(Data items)
▬▬▬
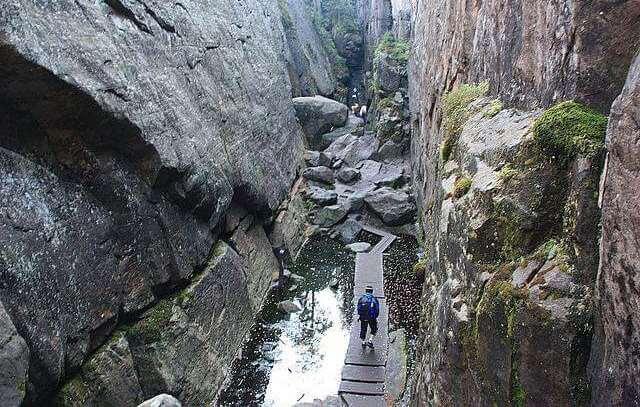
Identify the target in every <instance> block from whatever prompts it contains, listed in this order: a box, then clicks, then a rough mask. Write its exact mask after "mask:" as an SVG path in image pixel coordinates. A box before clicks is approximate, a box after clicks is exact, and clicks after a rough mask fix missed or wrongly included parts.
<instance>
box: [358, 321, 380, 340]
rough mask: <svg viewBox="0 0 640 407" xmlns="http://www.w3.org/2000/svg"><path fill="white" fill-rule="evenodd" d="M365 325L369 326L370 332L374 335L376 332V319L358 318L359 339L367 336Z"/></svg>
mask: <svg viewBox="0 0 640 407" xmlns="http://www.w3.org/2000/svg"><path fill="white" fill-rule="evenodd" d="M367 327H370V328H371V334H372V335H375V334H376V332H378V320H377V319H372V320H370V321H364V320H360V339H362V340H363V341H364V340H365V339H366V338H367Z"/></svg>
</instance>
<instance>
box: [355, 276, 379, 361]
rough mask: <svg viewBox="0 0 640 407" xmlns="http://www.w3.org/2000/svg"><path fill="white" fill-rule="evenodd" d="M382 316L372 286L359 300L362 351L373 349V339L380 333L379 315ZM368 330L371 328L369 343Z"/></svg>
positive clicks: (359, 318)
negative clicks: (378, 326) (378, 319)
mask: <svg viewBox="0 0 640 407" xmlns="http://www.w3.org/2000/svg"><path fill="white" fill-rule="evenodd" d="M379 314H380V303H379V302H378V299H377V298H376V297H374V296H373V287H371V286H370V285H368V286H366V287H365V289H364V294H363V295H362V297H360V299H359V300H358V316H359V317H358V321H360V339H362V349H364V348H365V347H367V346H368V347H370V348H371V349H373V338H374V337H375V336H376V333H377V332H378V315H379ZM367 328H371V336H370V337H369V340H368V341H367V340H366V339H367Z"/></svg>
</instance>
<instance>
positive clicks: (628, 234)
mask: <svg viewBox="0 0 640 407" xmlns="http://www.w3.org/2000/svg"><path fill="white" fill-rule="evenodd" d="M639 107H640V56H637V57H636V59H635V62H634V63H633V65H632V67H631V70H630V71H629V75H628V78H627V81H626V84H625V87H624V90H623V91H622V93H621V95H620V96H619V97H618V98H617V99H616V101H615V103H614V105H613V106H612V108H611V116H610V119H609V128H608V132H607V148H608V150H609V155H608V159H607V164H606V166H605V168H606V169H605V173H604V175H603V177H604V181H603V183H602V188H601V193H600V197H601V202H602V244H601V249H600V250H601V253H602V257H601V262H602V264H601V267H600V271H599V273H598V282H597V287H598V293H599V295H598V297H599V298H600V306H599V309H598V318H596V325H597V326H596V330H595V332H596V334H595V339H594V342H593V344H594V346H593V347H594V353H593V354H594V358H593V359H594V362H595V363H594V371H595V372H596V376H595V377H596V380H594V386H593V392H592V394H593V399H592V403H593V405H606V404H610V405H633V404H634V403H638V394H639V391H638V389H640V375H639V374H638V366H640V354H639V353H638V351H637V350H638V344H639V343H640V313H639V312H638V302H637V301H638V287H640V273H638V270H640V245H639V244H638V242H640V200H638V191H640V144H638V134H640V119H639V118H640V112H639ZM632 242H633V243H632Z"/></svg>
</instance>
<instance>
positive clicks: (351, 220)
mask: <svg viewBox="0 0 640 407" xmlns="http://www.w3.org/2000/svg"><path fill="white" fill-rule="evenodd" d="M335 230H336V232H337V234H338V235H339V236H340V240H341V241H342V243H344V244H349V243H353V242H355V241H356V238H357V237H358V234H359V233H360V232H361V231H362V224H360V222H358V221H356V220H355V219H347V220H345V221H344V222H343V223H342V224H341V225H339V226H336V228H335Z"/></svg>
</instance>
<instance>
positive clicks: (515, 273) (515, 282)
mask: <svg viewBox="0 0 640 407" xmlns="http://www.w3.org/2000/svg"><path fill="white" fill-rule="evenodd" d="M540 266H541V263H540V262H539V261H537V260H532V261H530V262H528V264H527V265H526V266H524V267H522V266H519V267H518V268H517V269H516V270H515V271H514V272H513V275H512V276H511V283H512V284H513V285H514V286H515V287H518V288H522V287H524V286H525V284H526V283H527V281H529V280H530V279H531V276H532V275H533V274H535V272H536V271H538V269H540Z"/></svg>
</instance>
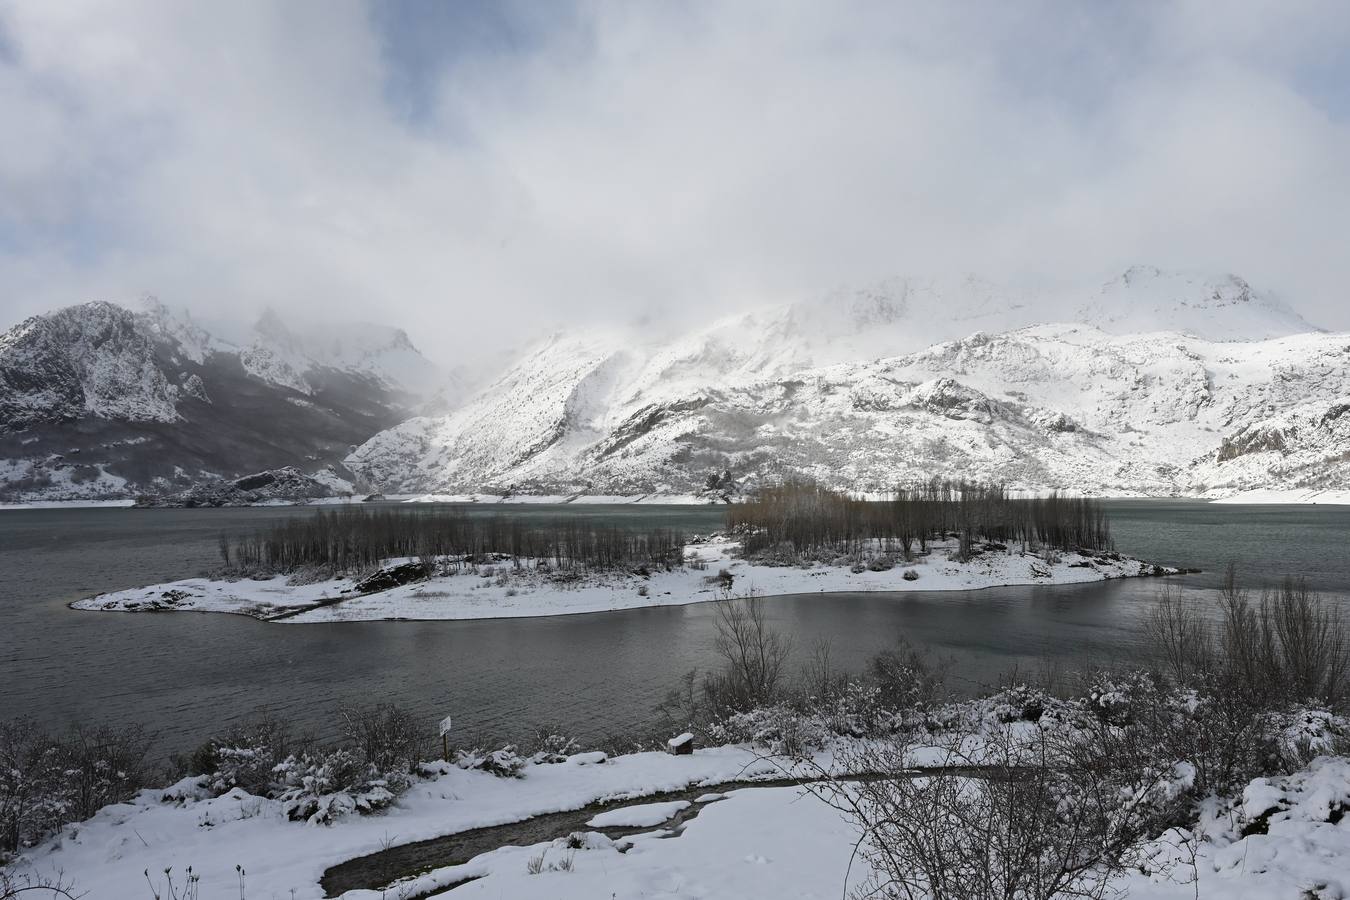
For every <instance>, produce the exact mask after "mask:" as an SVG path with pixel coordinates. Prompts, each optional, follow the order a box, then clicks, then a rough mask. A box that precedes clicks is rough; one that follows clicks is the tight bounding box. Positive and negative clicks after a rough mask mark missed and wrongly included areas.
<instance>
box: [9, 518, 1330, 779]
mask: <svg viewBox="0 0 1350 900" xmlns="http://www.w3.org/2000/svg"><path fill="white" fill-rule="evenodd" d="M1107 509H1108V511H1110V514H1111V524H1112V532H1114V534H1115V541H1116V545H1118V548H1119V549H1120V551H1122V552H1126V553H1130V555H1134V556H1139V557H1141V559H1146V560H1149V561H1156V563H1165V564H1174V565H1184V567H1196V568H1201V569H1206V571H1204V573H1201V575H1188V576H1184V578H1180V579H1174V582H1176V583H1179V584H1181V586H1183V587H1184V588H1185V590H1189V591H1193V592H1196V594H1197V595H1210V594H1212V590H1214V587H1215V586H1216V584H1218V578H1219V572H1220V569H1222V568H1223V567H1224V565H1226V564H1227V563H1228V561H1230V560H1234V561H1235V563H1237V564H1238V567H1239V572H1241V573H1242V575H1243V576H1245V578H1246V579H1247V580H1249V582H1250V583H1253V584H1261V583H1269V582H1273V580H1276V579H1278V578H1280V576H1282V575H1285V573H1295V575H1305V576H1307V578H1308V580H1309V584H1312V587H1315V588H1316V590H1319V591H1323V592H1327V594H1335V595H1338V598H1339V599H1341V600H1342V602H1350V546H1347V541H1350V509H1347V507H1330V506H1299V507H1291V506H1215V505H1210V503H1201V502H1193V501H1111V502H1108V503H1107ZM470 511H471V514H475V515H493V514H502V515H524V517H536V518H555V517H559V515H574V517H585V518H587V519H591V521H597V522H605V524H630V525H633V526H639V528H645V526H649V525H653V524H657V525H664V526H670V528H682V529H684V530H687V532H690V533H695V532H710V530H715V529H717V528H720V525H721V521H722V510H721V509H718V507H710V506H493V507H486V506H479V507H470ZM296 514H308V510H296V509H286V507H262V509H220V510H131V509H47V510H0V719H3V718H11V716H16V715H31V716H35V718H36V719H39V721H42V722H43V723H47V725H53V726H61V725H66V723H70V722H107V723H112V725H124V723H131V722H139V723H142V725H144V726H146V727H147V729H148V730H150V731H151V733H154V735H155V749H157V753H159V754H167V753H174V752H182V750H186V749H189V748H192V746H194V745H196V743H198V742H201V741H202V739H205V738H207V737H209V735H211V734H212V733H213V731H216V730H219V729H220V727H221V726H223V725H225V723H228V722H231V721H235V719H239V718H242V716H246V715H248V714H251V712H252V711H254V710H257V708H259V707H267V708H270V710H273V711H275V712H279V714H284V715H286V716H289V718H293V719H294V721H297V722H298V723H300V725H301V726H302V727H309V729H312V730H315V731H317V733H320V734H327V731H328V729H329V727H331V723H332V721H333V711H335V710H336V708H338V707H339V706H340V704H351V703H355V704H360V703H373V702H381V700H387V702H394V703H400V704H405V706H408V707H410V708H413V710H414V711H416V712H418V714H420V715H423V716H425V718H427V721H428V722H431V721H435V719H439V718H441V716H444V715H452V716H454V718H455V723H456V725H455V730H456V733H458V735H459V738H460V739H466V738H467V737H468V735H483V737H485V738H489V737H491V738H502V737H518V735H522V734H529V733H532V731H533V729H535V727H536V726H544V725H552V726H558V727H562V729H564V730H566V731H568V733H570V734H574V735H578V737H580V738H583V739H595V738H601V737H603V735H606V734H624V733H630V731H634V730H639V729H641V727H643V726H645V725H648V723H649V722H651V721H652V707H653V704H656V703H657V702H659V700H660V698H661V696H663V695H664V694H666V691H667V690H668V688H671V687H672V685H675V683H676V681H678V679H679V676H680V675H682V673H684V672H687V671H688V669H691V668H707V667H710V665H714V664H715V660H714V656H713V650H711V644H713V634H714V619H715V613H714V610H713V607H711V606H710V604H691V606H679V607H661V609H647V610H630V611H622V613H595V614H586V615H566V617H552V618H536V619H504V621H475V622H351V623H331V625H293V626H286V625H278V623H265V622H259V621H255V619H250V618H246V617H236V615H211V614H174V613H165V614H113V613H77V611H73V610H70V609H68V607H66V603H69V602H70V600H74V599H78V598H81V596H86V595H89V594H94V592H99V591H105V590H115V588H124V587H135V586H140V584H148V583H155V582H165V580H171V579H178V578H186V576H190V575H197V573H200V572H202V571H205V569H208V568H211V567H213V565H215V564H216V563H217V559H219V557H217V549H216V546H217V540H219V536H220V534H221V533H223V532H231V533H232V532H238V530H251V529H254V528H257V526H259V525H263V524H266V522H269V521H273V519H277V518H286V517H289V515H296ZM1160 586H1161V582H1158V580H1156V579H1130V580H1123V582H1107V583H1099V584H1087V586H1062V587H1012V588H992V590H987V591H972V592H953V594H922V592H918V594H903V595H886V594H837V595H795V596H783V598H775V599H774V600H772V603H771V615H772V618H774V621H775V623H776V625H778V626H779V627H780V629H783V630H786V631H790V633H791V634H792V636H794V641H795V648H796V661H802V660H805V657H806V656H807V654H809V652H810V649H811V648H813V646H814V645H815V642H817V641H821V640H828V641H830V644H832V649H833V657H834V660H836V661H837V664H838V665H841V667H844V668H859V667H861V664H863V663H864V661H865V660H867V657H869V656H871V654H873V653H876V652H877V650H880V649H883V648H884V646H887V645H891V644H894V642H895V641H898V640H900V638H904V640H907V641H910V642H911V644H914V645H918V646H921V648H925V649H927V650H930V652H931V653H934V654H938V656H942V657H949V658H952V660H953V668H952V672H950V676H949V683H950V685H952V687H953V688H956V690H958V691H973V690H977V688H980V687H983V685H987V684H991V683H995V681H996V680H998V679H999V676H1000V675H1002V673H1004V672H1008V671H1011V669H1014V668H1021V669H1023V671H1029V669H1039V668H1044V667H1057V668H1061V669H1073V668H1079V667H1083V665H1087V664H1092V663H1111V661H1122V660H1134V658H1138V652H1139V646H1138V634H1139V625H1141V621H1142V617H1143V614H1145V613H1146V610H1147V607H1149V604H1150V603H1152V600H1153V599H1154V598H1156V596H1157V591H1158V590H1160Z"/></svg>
▬▬▬
- **Exercise**: Your answer should consist of the lines above that hold the word "coordinates".

- **Exercise output**:
Identify the target in every <instance> block from whatever prompts it contains, listed in this order: a box, then clicks, then a rough mask. Write its exact mask after "mask:" as an SVG path in image pixel coordinates. A box before clicks is approximate, a box after clicks is exact, and clicks after a rough mask fix missed or wrongly included parts.
For every <instance>, produce the exact mask after "mask:" as an SVG path with pixel coordinates. Prompts, each optional, follow the order a box, then clicks, then a rough mask. A box that precedes clicks is rough; one that follows clicks is the tight bounding box. Positive and negative clicks after a rough mask mark missed and wrongly included areas.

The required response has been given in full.